:: Assigned task ::
Once the pictures are removed, restate the data below word for word.

:: Data for processing ::
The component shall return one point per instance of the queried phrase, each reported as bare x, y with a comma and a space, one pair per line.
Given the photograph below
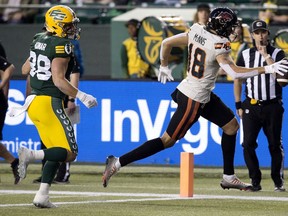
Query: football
282, 80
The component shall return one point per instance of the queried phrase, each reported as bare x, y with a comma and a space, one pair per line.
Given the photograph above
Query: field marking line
156, 197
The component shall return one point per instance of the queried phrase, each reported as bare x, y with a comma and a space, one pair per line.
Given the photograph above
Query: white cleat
42, 201
25, 156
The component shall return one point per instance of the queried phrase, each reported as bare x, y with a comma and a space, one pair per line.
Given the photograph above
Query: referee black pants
268, 117
3, 110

:: Response for this exercise ::
The component shall return one point per instance of the queried phrase, each reported as bare x, y with a comma and a space, one pair per line.
Given the photograph below
Query: football
282, 80
The component shall return one point per instance of the queried phrase, each reported as bare x, y with a comma and a space, one pair per line.
Given the photograph above
Query: field marking line
156, 197
The component shall return one point per instance of the queried phrase, each reported as bare x, y with a comma and a space, one pair per line.
Given the photograph above
Query: white cleat
42, 201
25, 156
The component shall return one point per instance of the queried phrase, each reported as bare x, y with a comma and a space, one pair per line.
Given the photograph above
Query: referee black pants
268, 117
3, 110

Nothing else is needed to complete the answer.